### GOAL OF THE EXERCISE:
In the entries below, find the string "glass" and return each line holding it.

Saved entries:
++++++++++++++++++++
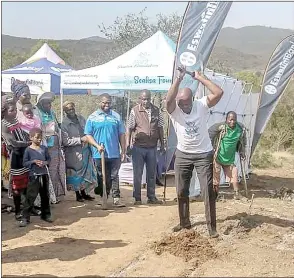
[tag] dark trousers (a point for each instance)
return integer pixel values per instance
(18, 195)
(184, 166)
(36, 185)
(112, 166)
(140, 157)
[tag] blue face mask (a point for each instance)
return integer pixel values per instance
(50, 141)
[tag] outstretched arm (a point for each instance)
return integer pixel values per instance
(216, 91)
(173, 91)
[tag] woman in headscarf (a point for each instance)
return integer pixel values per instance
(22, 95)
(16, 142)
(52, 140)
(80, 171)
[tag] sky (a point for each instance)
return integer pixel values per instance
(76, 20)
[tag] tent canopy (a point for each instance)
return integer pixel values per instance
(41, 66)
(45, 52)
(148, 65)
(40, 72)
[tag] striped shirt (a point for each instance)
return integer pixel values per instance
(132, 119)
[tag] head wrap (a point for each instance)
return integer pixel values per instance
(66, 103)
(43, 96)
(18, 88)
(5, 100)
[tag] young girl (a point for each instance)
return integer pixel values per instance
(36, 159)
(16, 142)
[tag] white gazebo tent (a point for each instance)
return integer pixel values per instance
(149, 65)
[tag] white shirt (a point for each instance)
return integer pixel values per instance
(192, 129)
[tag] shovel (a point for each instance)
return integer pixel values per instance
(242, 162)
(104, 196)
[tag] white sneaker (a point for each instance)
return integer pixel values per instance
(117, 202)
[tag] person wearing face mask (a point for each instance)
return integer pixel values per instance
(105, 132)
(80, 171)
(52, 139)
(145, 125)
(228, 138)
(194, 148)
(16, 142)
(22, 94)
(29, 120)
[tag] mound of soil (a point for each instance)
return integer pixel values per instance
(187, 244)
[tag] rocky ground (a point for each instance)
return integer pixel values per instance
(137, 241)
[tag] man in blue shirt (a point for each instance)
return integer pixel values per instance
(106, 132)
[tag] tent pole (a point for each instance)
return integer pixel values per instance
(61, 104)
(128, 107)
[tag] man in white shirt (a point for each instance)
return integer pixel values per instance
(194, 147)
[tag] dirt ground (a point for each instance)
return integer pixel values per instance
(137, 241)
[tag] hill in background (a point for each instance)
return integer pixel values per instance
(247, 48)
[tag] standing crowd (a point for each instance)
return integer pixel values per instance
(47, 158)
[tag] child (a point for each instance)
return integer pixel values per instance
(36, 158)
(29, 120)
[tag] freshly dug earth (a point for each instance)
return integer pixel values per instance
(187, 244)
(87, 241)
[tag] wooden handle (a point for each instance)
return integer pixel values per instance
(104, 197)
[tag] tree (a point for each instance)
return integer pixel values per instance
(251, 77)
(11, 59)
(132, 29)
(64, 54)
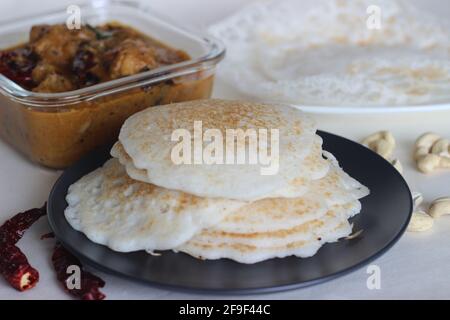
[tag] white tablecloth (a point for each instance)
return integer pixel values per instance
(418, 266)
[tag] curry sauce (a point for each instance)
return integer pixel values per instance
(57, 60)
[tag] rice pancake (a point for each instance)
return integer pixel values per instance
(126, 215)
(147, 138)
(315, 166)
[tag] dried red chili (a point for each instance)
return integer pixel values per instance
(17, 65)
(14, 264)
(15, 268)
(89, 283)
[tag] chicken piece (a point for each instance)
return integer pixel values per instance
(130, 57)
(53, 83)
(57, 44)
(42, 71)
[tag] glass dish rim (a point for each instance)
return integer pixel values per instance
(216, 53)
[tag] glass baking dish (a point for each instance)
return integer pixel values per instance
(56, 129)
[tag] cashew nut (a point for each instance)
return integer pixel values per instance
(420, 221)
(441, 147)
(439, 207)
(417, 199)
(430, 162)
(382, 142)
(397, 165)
++++++++++++++++++++
### YOUR RESPONSE:
[tag] glass dish rim (a point for each instance)
[tag] glass baking dish (a point for each instance)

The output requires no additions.